----- GIVEN ENTRIES
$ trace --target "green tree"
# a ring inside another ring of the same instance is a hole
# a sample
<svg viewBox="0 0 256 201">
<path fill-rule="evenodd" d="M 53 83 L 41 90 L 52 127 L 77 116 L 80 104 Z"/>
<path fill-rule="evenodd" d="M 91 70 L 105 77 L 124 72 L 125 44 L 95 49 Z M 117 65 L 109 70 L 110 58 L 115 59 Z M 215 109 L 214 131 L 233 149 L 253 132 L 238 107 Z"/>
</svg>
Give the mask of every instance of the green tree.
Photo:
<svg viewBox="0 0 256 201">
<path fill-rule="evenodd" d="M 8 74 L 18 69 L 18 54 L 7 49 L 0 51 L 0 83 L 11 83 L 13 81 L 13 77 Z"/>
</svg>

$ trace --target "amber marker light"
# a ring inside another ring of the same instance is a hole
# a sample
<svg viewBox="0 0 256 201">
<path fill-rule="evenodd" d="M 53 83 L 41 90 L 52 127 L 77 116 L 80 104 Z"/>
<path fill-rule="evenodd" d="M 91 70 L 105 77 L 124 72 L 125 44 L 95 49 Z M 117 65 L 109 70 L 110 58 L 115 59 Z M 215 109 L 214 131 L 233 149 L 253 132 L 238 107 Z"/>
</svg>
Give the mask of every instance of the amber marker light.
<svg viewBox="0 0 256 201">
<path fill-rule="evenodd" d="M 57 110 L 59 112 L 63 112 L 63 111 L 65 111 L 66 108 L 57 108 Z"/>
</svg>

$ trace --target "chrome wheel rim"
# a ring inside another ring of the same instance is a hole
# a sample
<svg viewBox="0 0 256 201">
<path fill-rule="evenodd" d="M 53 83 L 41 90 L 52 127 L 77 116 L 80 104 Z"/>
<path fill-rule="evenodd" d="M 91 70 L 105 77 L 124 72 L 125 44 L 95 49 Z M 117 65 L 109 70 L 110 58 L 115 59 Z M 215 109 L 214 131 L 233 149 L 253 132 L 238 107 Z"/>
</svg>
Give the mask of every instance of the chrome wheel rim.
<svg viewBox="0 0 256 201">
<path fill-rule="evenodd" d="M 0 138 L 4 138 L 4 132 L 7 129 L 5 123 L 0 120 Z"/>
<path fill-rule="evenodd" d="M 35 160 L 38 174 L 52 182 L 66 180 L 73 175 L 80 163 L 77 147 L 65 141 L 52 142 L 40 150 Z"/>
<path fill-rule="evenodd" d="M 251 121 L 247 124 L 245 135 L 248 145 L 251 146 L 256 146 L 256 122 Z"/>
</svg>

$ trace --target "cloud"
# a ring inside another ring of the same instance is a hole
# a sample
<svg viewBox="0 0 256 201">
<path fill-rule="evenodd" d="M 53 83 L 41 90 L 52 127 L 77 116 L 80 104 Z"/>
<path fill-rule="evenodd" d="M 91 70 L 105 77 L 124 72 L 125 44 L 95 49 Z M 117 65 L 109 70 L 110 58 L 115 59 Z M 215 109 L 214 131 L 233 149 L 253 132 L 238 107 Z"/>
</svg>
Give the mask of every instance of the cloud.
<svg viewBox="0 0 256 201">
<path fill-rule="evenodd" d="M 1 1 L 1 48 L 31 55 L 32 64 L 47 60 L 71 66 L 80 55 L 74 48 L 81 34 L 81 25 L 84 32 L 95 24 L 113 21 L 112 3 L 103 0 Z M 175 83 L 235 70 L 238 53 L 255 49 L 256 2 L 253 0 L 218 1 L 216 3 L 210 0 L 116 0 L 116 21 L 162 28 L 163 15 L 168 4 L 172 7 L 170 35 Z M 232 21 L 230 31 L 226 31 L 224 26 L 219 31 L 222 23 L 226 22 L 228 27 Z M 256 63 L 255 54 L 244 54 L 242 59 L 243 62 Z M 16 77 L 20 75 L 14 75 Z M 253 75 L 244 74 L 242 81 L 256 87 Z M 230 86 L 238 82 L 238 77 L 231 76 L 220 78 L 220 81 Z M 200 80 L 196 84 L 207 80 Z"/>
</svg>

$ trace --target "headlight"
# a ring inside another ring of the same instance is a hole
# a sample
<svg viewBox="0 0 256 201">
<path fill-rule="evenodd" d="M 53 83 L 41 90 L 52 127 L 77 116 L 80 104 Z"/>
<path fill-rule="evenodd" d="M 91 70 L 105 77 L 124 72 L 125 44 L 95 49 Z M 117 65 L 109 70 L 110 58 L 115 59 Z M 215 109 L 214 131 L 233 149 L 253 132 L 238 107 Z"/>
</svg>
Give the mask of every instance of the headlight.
----------
Collect every line of the material above that contains the word "mask". Case counts.

Give the mask of every instance of the green tree.
Give the mask of every instance of the amber marker light.
Give the mask of every instance of the chrome wheel rim.
Give the mask of every instance of the cloud.
Give the mask of every instance of the headlight.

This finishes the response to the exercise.